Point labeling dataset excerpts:
-------------------------

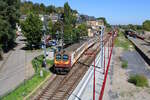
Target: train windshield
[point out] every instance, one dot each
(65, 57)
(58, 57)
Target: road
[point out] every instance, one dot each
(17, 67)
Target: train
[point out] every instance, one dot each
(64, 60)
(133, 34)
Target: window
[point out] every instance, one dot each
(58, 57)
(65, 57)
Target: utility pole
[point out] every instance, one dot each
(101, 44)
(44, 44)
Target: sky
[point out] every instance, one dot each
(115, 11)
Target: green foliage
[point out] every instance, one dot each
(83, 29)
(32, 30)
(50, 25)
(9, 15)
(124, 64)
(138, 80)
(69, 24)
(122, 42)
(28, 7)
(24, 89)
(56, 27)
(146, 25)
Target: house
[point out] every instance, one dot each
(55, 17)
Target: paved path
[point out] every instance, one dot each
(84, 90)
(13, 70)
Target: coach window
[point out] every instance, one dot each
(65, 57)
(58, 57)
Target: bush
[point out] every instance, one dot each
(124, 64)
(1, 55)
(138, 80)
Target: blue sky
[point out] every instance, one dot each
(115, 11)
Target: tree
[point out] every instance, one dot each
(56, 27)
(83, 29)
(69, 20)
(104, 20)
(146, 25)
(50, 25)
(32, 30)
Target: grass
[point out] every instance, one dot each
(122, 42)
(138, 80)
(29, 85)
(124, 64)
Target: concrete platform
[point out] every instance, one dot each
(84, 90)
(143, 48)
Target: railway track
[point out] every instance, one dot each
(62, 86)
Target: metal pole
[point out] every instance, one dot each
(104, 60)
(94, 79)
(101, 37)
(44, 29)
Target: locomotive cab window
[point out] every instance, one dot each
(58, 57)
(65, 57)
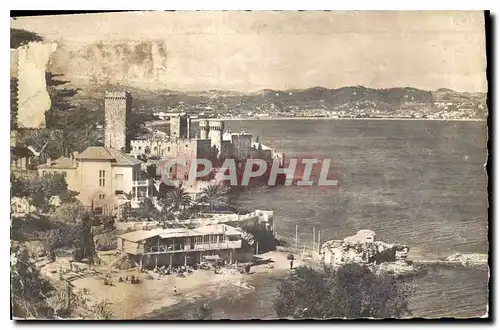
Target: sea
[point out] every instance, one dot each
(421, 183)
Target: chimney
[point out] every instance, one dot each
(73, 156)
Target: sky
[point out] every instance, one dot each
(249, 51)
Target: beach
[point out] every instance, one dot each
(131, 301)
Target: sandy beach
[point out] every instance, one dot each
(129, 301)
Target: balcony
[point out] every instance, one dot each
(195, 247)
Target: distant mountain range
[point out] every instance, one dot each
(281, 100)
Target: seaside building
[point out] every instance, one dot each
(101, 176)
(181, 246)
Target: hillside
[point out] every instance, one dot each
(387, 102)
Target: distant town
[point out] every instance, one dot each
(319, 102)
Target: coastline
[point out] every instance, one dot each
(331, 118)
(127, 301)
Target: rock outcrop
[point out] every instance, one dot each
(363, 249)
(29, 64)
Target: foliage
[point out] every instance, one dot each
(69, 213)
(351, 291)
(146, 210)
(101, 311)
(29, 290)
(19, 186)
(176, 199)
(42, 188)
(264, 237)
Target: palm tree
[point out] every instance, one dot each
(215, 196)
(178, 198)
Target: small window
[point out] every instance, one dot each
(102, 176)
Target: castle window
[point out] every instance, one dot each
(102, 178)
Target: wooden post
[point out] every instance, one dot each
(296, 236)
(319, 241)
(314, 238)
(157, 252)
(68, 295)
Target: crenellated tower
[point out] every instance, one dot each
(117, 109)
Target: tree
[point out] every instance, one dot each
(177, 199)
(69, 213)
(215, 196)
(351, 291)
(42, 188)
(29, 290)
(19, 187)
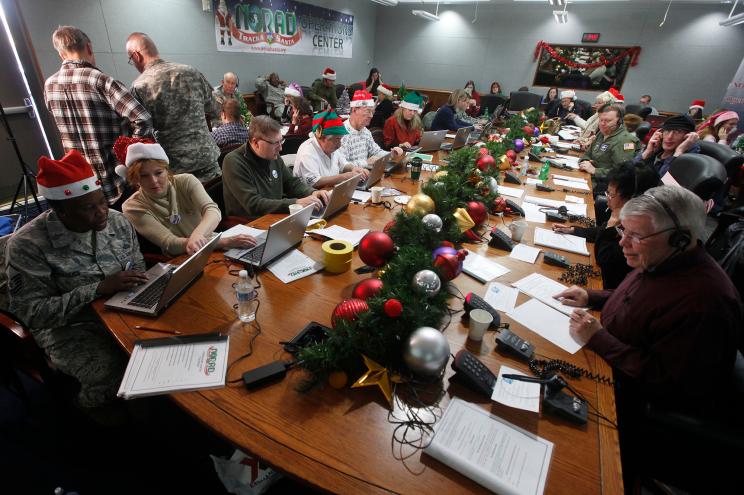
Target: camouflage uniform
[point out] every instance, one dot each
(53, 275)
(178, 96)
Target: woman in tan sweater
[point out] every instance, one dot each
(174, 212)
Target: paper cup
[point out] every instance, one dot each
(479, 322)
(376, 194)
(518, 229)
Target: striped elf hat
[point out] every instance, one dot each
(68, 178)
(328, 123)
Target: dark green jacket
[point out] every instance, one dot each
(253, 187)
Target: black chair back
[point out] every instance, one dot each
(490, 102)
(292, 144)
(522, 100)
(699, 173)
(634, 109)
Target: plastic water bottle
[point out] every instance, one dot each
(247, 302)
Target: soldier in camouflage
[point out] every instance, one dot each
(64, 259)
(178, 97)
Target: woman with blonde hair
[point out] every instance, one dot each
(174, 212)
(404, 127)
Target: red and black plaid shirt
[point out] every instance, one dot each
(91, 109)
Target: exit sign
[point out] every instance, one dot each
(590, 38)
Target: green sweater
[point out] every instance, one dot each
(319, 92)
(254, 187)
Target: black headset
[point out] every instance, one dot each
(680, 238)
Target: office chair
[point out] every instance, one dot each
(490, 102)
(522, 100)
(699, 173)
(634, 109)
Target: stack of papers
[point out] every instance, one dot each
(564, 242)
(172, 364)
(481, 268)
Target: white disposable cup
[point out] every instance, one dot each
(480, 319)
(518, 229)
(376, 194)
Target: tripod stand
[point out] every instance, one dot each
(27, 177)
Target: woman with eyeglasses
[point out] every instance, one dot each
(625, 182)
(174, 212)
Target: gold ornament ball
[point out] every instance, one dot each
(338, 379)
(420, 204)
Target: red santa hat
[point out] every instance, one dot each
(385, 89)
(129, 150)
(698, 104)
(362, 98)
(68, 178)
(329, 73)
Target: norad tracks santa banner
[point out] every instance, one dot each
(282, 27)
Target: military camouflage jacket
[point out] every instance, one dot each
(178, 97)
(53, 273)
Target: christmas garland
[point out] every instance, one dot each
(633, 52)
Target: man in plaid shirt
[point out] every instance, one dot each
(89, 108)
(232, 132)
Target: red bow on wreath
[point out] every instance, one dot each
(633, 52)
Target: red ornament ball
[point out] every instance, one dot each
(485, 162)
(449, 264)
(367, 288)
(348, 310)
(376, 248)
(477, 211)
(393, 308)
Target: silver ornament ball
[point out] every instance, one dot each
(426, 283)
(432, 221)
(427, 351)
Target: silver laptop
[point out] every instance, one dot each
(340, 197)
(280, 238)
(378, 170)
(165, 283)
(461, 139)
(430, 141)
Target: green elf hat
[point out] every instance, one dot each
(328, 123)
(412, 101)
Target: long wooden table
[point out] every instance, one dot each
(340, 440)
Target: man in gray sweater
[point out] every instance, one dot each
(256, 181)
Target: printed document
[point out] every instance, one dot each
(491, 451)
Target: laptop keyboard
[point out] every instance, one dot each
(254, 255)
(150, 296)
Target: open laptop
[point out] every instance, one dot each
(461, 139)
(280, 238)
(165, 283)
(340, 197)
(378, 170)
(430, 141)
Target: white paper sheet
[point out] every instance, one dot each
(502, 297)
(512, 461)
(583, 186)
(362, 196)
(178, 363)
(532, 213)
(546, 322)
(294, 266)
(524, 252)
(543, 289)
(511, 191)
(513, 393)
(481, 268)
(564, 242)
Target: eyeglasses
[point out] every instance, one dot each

-------------------------

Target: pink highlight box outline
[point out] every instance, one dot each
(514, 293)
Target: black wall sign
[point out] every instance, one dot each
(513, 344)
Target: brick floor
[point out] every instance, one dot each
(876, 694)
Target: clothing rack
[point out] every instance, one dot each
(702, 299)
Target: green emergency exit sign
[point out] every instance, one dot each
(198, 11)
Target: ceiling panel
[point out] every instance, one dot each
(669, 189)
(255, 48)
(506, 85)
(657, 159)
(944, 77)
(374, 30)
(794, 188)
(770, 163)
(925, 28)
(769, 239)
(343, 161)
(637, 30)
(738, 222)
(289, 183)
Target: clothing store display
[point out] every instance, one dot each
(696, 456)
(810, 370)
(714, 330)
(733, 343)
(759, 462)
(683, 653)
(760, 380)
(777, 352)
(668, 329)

-------------------------

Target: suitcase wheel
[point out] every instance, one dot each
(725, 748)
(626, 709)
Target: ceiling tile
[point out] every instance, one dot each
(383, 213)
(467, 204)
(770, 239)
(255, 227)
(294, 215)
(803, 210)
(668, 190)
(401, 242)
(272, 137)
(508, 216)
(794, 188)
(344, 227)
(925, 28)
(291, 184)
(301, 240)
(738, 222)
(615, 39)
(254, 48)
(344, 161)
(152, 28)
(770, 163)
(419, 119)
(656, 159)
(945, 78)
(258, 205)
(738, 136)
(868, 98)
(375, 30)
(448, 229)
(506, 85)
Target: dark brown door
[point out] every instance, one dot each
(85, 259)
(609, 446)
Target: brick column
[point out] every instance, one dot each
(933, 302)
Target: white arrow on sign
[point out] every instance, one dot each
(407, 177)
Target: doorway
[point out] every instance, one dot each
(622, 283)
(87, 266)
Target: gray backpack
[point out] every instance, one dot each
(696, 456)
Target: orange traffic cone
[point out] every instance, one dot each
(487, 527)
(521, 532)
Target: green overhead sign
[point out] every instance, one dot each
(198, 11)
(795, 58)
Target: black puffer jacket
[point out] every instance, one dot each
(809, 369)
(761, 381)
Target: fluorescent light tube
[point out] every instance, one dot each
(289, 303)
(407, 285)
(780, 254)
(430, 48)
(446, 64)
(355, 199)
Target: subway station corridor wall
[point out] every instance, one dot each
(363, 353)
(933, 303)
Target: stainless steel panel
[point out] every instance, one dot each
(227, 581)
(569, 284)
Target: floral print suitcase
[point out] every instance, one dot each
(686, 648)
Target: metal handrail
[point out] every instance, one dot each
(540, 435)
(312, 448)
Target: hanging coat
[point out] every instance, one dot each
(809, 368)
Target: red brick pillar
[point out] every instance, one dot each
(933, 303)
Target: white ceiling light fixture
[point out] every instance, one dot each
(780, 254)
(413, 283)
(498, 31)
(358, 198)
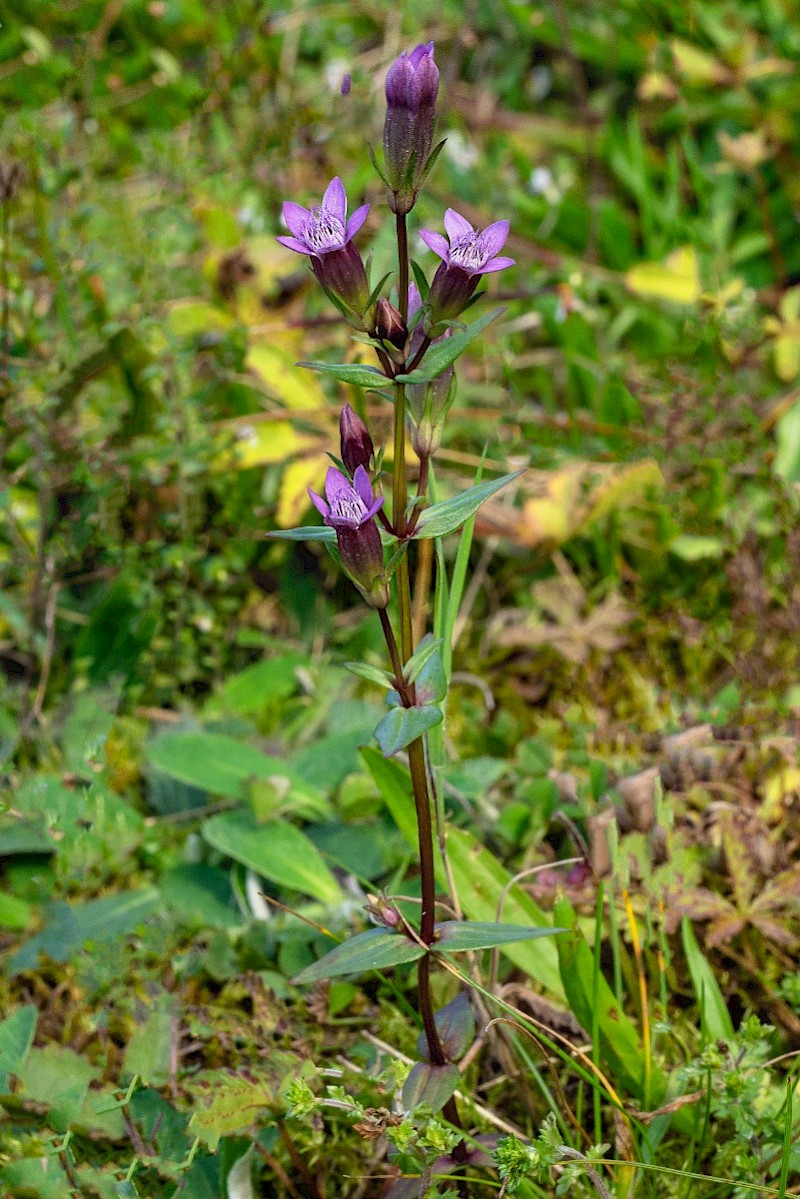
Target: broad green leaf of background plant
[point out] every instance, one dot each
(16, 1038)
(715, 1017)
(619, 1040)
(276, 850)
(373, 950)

-------------------------

§ TASK GOAL
Count the lines in the items above that contain the word "suitcase". Reply with the number only.

§ SOLUTION TO THIS EXERCISE
2